*** Opening of PROVIDED TEXT ***

Ololygon humilis
- Conservation status: Least Concern (IUCN 3.1)

Scientific classification
- Kingdom: Animalia
- Phylum: Chordata
- Class: Amphibia
- Order: Anura
- Family: Hylidae
- Genus: Ololygon
- Species: O. humilis
- Binomial name: Ololygon humilis (A. Lutz and B. Lutz, 1954)
- Synonyms: Scinax humilis A. Lutz and B. Lutz, 1954; Hyla humilis (A. Lutz and B. Lutz, 1954);

= Ololygon humilis =

- Authority: (A. Lutz and B. Lutz, 1954)
- Conservation status: LC
- Synonyms: Scinax humilis A. Lutz and B. Lutz, 1954, Hyla humilis (A. Lutz and B. Lutz, 1954)

Species of frog

Ololygon humilis, also known as the Rio Babi snouted treefrog, is a species of frog in the family Hylidae. It is endemic to the coastal lowlands of Rio de Janeiro in southeastern Brazil, as well as Espírito Santo and São Paulo.

Its natural habitats are subtropical or tropical moist lowland forests, subtropical or tropical moist montane forests, swamps, intermittent freshwater marshes, and heavily degraded former forests, from 0 to 1,200 m above sea level.

The International Union for Conservation of Nature has assessed Ololygon humilis to be a least-concern species as of 2023, although habitat loss from urban development and land use change poses a minor, localized threat to its survival in some parts of its range.

*** Close of PROVIDED TEXT ***
*** Opening of INFORMATION SUPPLIED ***

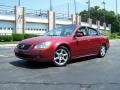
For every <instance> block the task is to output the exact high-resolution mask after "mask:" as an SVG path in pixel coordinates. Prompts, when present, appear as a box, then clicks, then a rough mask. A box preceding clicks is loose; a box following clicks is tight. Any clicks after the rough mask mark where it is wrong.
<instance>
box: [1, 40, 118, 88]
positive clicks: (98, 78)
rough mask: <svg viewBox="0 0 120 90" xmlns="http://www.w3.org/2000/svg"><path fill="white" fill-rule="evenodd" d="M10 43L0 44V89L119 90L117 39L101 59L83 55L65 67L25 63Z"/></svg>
mask: <svg viewBox="0 0 120 90" xmlns="http://www.w3.org/2000/svg"><path fill="white" fill-rule="evenodd" d="M13 51H14V46H3V47H2V46H1V47H0V90H120V77H119V76H120V40H118V41H111V43H110V48H109V50H108V53H107V54H106V56H105V57H104V58H97V57H86V58H79V59H76V60H74V61H72V62H71V63H70V64H68V65H67V66H65V67H55V66H54V65H53V64H52V63H35V62H26V61H23V60H21V59H18V58H16V57H15V55H14V52H13Z"/></svg>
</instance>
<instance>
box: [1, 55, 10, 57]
mask: <svg viewBox="0 0 120 90" xmlns="http://www.w3.org/2000/svg"><path fill="white" fill-rule="evenodd" d="M0 57H9V56H6V55H0Z"/></svg>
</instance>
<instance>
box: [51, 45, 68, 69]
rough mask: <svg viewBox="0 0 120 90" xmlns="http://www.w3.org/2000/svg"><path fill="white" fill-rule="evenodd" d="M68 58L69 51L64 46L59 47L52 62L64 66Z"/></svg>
mask: <svg viewBox="0 0 120 90" xmlns="http://www.w3.org/2000/svg"><path fill="white" fill-rule="evenodd" d="M69 60H70V51H69V50H68V49H67V48H66V47H64V46H61V47H59V48H58V49H57V50H56V52H55V55H54V60H53V62H54V64H55V65H56V66H59V67H61V66H65V65H66V64H67V63H68V62H69Z"/></svg>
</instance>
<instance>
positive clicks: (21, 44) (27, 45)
mask: <svg viewBox="0 0 120 90" xmlns="http://www.w3.org/2000/svg"><path fill="white" fill-rule="evenodd" d="M30 47H31V45H30V44H24V43H21V44H19V45H18V48H19V49H22V50H28V49H29V48H30Z"/></svg>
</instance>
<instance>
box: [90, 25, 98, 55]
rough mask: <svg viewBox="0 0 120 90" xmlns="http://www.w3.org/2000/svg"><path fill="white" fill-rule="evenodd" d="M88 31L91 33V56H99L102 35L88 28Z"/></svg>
mask: <svg viewBox="0 0 120 90" xmlns="http://www.w3.org/2000/svg"><path fill="white" fill-rule="evenodd" d="M88 31H89V39H90V42H89V44H90V53H91V54H97V53H98V51H99V47H100V39H99V37H100V33H99V32H98V31H97V30H96V29H93V28H90V27H88Z"/></svg>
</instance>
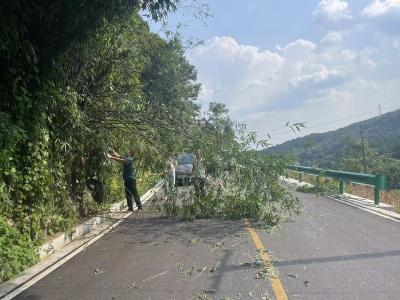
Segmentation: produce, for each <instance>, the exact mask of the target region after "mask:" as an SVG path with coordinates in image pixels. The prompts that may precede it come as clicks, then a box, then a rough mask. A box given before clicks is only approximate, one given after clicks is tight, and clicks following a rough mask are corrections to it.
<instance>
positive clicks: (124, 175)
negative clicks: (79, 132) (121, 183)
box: [107, 150, 142, 211]
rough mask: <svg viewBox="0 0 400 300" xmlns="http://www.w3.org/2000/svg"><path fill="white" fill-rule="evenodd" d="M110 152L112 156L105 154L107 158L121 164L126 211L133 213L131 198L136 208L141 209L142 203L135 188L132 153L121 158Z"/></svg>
mask: <svg viewBox="0 0 400 300" xmlns="http://www.w3.org/2000/svg"><path fill="white" fill-rule="evenodd" d="M111 151H112V155H110V154H107V157H108V158H111V159H113V160H115V161H117V162H119V163H121V164H122V177H123V178H124V186H125V196H126V202H127V204H128V210H129V211H133V205H132V197H133V198H134V199H135V202H136V206H137V208H138V209H142V203H141V202H140V196H139V193H138V191H137V187H136V169H135V165H134V163H133V158H132V156H133V151H129V152H128V154H127V155H126V156H125V157H122V156H121V155H119V154H118V153H117V152H115V151H114V150H111Z"/></svg>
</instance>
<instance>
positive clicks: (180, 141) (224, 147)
mask: <svg viewBox="0 0 400 300" xmlns="http://www.w3.org/2000/svg"><path fill="white" fill-rule="evenodd" d="M178 4H179V1H178V0H156V1H153V0H141V1H140V0H137V1H127V0H112V1H109V0H98V1H85V0H84V1H82V0H80V1H78V0H71V1H46V0H45V1H40V2H38V1H27V0H6V1H3V2H2V4H1V6H0V7H1V9H0V24H1V26H0V45H1V46H0V67H1V68H0V70H1V71H0V78H1V80H0V98H1V101H0V120H1V122H0V233H1V235H0V246H1V248H0V281H2V280H7V279H9V278H11V277H12V276H14V275H15V274H17V273H18V272H20V271H21V270H22V269H24V268H26V267H28V266H30V265H32V264H34V263H35V262H36V261H37V259H38V257H37V254H36V246H37V245H38V244H40V243H41V242H42V241H43V240H45V239H46V238H48V236H49V235H51V234H53V233H55V232H59V231H65V230H68V229H69V228H71V226H72V225H73V224H75V223H76V222H78V221H79V220H81V219H83V218H87V217H88V216H91V215H93V214H95V213H97V212H99V211H101V210H104V209H106V208H107V205H108V204H109V203H110V202H112V201H115V200H120V199H122V198H123V194H122V193H123V187H122V186H121V178H120V176H121V174H120V169H119V167H118V166H116V165H115V164H111V163H110V161H108V160H107V159H106V155H105V153H107V150H108V148H109V147H111V148H114V149H116V150H117V151H118V152H120V153H124V152H126V151H128V150H133V151H134V153H135V162H136V165H137V170H138V183H139V188H140V190H141V192H142V193H143V192H144V191H145V190H146V189H147V188H148V187H150V186H151V185H152V184H154V183H155V181H156V180H157V179H158V178H159V176H160V174H161V173H162V172H163V171H164V168H165V160H166V158H168V157H170V156H175V155H176V154H178V153H181V152H194V151H195V150H197V149H200V150H201V151H202V152H203V153H204V156H205V161H206V164H207V168H208V169H209V170H210V171H212V172H213V174H214V176H215V182H218V183H219V184H217V186H218V187H219V188H217V187H216V188H215V189H213V192H211V189H210V192H209V193H208V194H207V197H206V199H203V200H202V202H201V201H197V202H196V204H195V205H192V206H190V207H189V208H190V211H191V212H192V213H190V215H191V217H227V218H241V217H251V218H254V219H257V220H264V221H267V222H269V223H276V222H277V221H279V219H280V215H281V214H283V213H285V212H286V211H288V210H289V211H290V212H292V211H297V206H298V203H297V202H296V199H292V198H291V196H290V195H289V194H288V193H287V192H286V191H285V190H284V189H282V188H281V187H280V186H279V185H278V174H280V172H281V171H282V168H283V165H284V163H283V162H278V161H276V160H275V159H265V158H261V157H259V156H258V154H257V152H256V151H255V150H254V148H253V147H254V146H257V145H258V146H260V145H264V146H265V143H263V142H258V141H257V137H256V135H255V134H254V133H252V132H247V130H246V128H245V125H240V124H235V123H233V122H232V121H231V120H230V119H229V117H228V116H227V113H228V111H227V109H226V108H225V107H224V106H223V105H221V104H218V103H213V104H211V105H210V110H209V114H208V116H207V117H203V118H202V115H201V113H200V106H199V105H198V104H197V103H196V100H197V96H198V93H199V89H200V86H199V84H197V83H196V71H195V69H194V67H193V66H192V65H190V64H189V63H188V61H187V60H186V58H185V56H184V49H183V47H182V45H181V42H180V40H179V39H178V38H177V37H176V36H174V35H170V36H169V39H168V40H165V39H162V38H161V37H160V36H158V35H157V34H154V33H151V32H150V31H149V27H148V25H147V24H146V22H144V21H143V20H142V19H141V17H140V16H139V12H140V11H141V10H146V12H148V13H149V15H150V16H151V18H153V19H154V20H156V21H160V20H161V21H162V20H163V18H164V17H165V16H166V15H167V14H168V13H169V12H170V11H174V10H175V9H176V8H177V6H178ZM235 160H236V161H235ZM226 162H229V164H226ZM227 165H229V166H228V167H229V168H230V169H231V171H230V173H229V176H227V177H226V176H225V175H226V174H227V173H226V172H225V171H224V172H222V171H221V170H222V169H225V168H226V167H227ZM224 176H225V177H224ZM222 188H224V189H225V190H228V189H230V190H229V191H228V192H225V193H224V194H221V193H220V192H219V191H220V190H221V189H222ZM221 197H223V199H224V201H223V202H222V204H221V205H218V203H219V200H220V199H221ZM200 202H201V203H200ZM205 207H208V208H207V209H206V208H205ZM177 214H180V215H182V214H183V210H181V208H178V212H177Z"/></svg>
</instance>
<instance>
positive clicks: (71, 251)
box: [0, 183, 162, 300]
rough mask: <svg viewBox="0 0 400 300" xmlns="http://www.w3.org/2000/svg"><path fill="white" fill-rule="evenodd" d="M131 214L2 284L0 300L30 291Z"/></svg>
mask: <svg viewBox="0 0 400 300" xmlns="http://www.w3.org/2000/svg"><path fill="white" fill-rule="evenodd" d="M161 187H162V184H161V185H160V184H159V183H157V184H156V185H155V186H154V187H153V188H152V189H150V190H149V191H152V195H154V194H156V193H157V192H158V191H159V190H160V188H161ZM145 194H147V193H145ZM152 195H151V196H152ZM151 196H150V195H149V196H148V197H147V198H146V199H144V201H142V203H143V204H144V203H146V202H147V201H148V200H149V199H150V198H151ZM134 210H137V208H135V209H134ZM131 214H132V212H128V213H125V214H124V215H123V216H122V217H121V218H120V219H119V220H118V221H116V222H114V223H112V224H103V225H104V226H105V228H104V229H100V231H99V232H98V233H96V235H95V236H94V237H92V238H90V239H89V240H87V241H84V242H83V243H82V241H81V240H75V241H73V242H71V243H70V244H67V245H66V246H65V248H67V247H68V246H73V249H71V250H69V249H68V251H67V253H66V254H65V255H63V256H62V257H60V258H57V256H56V253H54V254H53V255H54V258H55V259H56V261H55V262H52V263H50V264H49V265H48V266H47V265H46V259H45V260H42V261H40V262H38V263H37V264H36V265H34V266H32V267H30V268H28V269H27V270H25V271H24V272H23V273H21V275H19V276H17V277H16V278H13V279H11V280H10V281H6V282H4V283H2V284H0V293H1V294H0V299H1V300H10V299H12V298H14V297H16V296H17V295H18V294H20V293H21V292H23V291H24V290H26V289H28V288H29V287H31V286H32V285H34V284H35V283H36V282H38V281H39V280H40V279H42V278H43V277H45V276H47V275H48V274H50V273H51V272H53V271H54V270H55V269H57V268H58V267H60V266H61V265H62V264H64V263H65V262H67V261H68V260H70V259H71V258H73V257H74V256H76V255H77V254H79V253H80V252H82V251H83V250H85V249H86V248H87V247H88V246H90V245H91V244H93V243H94V242H96V241H97V240H99V239H100V238H101V237H103V236H104V235H105V234H106V233H108V232H109V231H111V230H113V229H114V228H115V227H116V226H118V225H119V224H120V223H121V222H122V221H124V220H125V219H126V218H128V217H129V216H130V215H131ZM89 233H90V232H89ZM89 233H87V234H89ZM83 237H84V236H83ZM74 242H75V243H77V244H78V246H76V245H73V244H74ZM60 252H62V249H60ZM50 258H51V256H50V257H49V259H50ZM41 263H43V264H44V266H43V268H40V264H41ZM31 268H34V269H37V268H39V269H40V270H39V271H33V272H32V274H29V270H30V269H31ZM22 276H27V277H28V279H26V280H25V281H23V282H22V283H20V284H16V285H14V286H13V285H12V281H18V279H19V278H20V277H22ZM5 285H9V287H4V290H1V289H2V286H5Z"/></svg>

*** Close of INFORMATION SUPPLIED ***

> BRIEF A
In the text about Ololygon humilis, rewrite everything from "- Synonyms: Scinax humilis A. Lutz and B. Lutz, 1954;" down to "and São Paulo.", substituting "Rio Babi treefrog" for "Rio Babi snouted treefrog".
> BRIEF B
According to the text about Ololygon humilis, what range of elevations do its habitats span?

> FINAL ANSWER A
- Synonyms: Scinax humilis A. Lutz and B. Lutz, 1954; Hyla humilis (A. Lutz and B. Lutz, 1954);

= Ololygon humilis =

- Authority: (A. Lutz and B. Lutz, 1954)
- Conservation status: LC
- Synonyms: Scinax humilis A. Lutz and B. Lutz, 1954, Hyla humilis (A. Lutz and B. Lutz, 1954)

Species of frog

Ololygon humilis, also known as the Rio Babi treefrog, is a species of frog in the family Hylidae. It is endemic to the coastal lowlands of Rio de Janeiro in southeastern Brazil, as well as Espírito Santo and São Paulo.

> FINAL ANSWER B
From 0 to 1,200 m above sea level.